— Begin Records for this exercise —
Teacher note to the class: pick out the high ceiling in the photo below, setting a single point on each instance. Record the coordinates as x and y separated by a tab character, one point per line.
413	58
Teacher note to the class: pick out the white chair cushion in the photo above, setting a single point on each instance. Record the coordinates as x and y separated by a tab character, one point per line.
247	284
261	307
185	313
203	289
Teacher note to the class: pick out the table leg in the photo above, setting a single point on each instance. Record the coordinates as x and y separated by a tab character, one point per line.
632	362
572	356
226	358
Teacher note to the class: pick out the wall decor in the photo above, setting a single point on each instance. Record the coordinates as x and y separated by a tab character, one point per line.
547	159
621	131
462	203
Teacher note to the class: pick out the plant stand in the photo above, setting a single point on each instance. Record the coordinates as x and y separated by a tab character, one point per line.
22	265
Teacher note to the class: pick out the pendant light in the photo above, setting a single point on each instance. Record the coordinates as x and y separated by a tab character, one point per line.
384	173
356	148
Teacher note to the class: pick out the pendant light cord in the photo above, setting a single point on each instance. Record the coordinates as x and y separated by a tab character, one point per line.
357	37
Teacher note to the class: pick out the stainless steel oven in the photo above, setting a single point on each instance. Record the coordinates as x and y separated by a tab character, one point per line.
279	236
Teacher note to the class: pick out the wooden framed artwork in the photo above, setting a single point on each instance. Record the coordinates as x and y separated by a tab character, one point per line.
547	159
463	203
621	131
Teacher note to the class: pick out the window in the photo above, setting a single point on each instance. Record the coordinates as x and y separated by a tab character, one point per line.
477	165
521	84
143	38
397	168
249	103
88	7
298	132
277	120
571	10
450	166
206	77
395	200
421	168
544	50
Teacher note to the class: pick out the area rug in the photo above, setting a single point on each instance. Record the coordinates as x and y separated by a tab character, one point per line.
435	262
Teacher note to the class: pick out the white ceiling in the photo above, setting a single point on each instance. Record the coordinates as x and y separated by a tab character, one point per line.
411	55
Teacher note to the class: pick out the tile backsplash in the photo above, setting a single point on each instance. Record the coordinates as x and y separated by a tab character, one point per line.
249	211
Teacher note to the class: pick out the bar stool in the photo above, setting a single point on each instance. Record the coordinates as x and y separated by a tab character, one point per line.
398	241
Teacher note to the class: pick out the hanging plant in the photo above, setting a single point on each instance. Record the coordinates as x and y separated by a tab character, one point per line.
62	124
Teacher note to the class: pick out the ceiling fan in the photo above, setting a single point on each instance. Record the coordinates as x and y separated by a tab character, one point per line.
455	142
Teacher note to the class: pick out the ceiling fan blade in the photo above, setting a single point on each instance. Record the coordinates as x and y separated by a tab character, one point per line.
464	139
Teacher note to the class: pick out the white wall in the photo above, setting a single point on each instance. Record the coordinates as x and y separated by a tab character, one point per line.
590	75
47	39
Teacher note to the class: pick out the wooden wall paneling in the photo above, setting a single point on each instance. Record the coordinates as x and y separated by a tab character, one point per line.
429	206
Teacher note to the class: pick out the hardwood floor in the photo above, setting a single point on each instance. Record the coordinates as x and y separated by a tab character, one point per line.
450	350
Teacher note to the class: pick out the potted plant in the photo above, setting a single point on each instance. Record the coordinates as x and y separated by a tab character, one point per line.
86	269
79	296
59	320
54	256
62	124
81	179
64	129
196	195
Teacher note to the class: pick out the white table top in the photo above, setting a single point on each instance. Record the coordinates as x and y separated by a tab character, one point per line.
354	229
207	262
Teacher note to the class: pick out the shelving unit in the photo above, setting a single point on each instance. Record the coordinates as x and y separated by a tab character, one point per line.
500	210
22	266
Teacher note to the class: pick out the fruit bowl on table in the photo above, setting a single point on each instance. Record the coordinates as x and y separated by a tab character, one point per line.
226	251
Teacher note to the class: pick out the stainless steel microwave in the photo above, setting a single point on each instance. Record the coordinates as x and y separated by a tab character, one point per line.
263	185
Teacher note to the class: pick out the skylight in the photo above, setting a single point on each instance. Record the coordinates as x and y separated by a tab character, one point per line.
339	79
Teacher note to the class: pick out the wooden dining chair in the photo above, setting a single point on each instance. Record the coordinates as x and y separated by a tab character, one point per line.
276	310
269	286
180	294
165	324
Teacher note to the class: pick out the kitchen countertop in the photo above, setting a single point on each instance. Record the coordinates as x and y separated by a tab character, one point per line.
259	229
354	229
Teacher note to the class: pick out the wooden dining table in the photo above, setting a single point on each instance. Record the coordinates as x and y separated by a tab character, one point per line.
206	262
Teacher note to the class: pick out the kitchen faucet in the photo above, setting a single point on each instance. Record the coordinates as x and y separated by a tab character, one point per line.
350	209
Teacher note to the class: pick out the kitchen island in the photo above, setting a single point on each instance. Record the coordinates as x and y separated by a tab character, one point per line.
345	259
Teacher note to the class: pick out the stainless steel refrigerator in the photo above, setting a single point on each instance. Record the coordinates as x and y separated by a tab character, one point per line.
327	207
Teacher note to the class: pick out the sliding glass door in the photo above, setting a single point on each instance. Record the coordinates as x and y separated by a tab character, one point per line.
— End Records for this exercise —
*Given problem*
Express the records above as a JSON list of strings, with one string for each line and no blank lines.

*Task output*
[
  "Teacher note to the class: pick out the high ceiling in the photo below, setting a single point on each instance. Record the coordinates as x and y separated by a tab character, one point per line.",
  "413\t58",
  "Teacher note to the class: pick out the white chair cushion in the photo above, setting a single point on each instance. Record the coordinates as x and y separated by a tab character, one point per line.",
  "247\t284",
  "261\t307",
  "185\t313",
  "203\t289",
  "Teacher note to the class: pick out the table leg in the photo above, setting a single point on each instance. Record the coordinates as x and y separated by a tab character, one point per line.",
  "632\t362",
  "572\t356",
  "226\t358",
  "Teacher note to the class: pick out the wall decor in the photo above, setting a single point on each instance. Record the coordinates as x and y separated by a tab character, one point per line.",
  "547\t159",
  "621\t131",
  "462\t203",
  "Teacher note to the class: pick out the plant stand in the photo above, setting a single point on each instance. Record the coordinates as x and y separated by a tab character, one point per line.",
  "22\t265",
  "Teacher note to the class: pick out the pendant light in the photo above, setting a single point on each instance. Record the coordinates as x and y separated by a tab character, one point per line.",
  "384\t173",
  "356\t148",
  "Teacher note to the class: pick out the pendant light cord in the photo above, setting a single point on each instance. Record the coordinates as x and y separated by a tab character, one point per line.",
  "357\t37",
  "Teacher note to the class: pick out the stainless steel oven in the photo above, setting a single point on each instance. Record the coordinates as x and y separated by a tab character, one point per line.",
  "279\t236",
  "Teacher note to the class: pick out the wooden framed artwork in the photo above, setting a single point on each instance. Record the coordinates as x and y separated by a tab character, one point per line.",
  "547\t159",
  "463\t203",
  "621\t131",
  "Teacher note to the class: pick out the window in the photo above, setting a single point on each instance. Record the coordinates as x and y separated by a tab character, one point per line.",
  "477\t165",
  "521\t84",
  "143\t38",
  "397\t168",
  "249\t103",
  "88\t7",
  "298\t132",
  "277\t120",
  "571\t10",
  "450\t166",
  "206\t77",
  "395\t200",
  "421\t168",
  "544\t50",
  "Teacher note to the class: pick out the area rug in the photo above, setting a single point on each instance. Record the coordinates as x and y separated by a tab character, one point per line.",
  "435\t262",
  "Teacher note to the class: pick out the white ceiling in the photo above, setting a single point on each instance. Record the coordinates as x and y separated by a tab character, one point per line.",
  "411\t55",
  "Teacher note to the class: pick out the tile backsplash in the photo above, setting a single point on each instance. Record the coordinates as x and y separated by a tab character, one point per line.",
  "249\t211",
  "Teacher note to the class: pick out the bar stool in the photo above, setting a single point on each instance. Record the coordinates as x and y separated by a tab character, one point per line.",
  "398\t241",
  "Teacher note to the class: pick out the hanging plant in the photo above, setting a single point on each instance. Record the coordinates as x and y separated by a tab character, one point per line.",
  "62\t124",
  "Teacher note to the class: pick out the ceiling fan in the photo above, setting a single point on each instance. Record the coordinates as x and y separated by a tab character, one point per line.",
  "455\t142",
  "Teacher note to the class: pick out the ceiling fan blade in the photo above, setting a single point on each instance. Record the coordinates as x and y separated by a tab character, one point per line.",
  "464\t139",
  "Teacher note to the class: pick out the white wall in the photo above, setting a single point on each instance. Record the coordinates as x and y separated by a tab character, one point per line.",
  "590\t75",
  "47\t39",
  "Teacher note to the class: pick out the wooden wall paneling in the photo above, setting a single point on each instance. Record the coordinates as x and y separated by a tab character, one point per line.",
  "429\t206",
  "Teacher note to the class: pick out the hardwood floor in the photo above, setting a single point on each instance. Record the coordinates as x and y separated by a tab character, one point per line.",
  "450\t350",
  "Teacher note to the class: pick out the potted plant in the photo above, setting a single point on each instance. Record the coordinates as x and y separated by a tab character, one point per line.",
  "86\t269",
  "79\t296",
  "59\t320",
  "54\t256",
  "62\t124",
  "81\t179",
  "64\t129",
  "196\t195",
  "Teacher note to the class: pick out the white table top in the photo above, setting a single point on each instance. Record the coordinates as x and y separated by a tab character, one point per line.",
  "354\t229",
  "207\t262",
  "Teacher note to the class: pick out the shelving unit in the photo above, setting a single point on each instance. Record the coordinates as x and y separated by a tab character, one point per line.",
  "500\t210",
  "22\t266",
  "Teacher note to the class: pick out the fruit bowl on table in the photo above, setting a single point on each instance. Record the coordinates as x and y separated by a tab character, one point per line.",
  "226\t251",
  "Teacher note to the class: pick out the stainless steel microwave in the photo above, setting a single point on each instance. Record the coordinates as x and y separated by a tab character, one point per line.",
  "263\t185",
  "Teacher note to the class: pick out the skylight in the photo above, setting a single point on each instance. Record the coordinates as x and y separated by a tab character, one point per line.",
  "339\t79",
  "Teacher note to the class: pick out the wooden dining chair in the photo above, setting a single point on each instance. Record the coordinates as x and y separated by a tab character, one point per line.",
  "276\t310",
  "269\t286",
  "180\t294",
  "165\t324",
  "Teacher note to the class: pick out the kitchen countertop in the photo above, setting a single point on each instance. Record the coordinates as x and y separated by a tab character, one point per line.",
  "259\t229",
  "354\t229",
  "Teacher note to the class: pick out the wooden dining table in the photo above, setting a single point on each instance. Record the coordinates as x and y separated by a tab character, one point per line.",
  "206\t262",
  "Teacher note to the class: pick out the kitchen faucet in the photo above, setting a single point on each instance. Record the coordinates as x and y separated by a tab character, one point per line.",
  "350\t209",
  "Teacher note to the class: pick out the kitchen island in the photo above, setting a single point on each instance. Record the coordinates as x and y separated by a tab character, one point per line.",
  "345\t259",
  "Teacher note to the class: pick out the stainless steel refrigerator in the photo above, setting a single point on each instance. Record the coordinates as x and y separated by a tab character, one point per line.",
  "327\t207",
  "Teacher note to the class: pick out the sliding glass door in the photo above, setting a single point on each instance. Record the coordinates as x and y separated by a tab character, one point per line."
]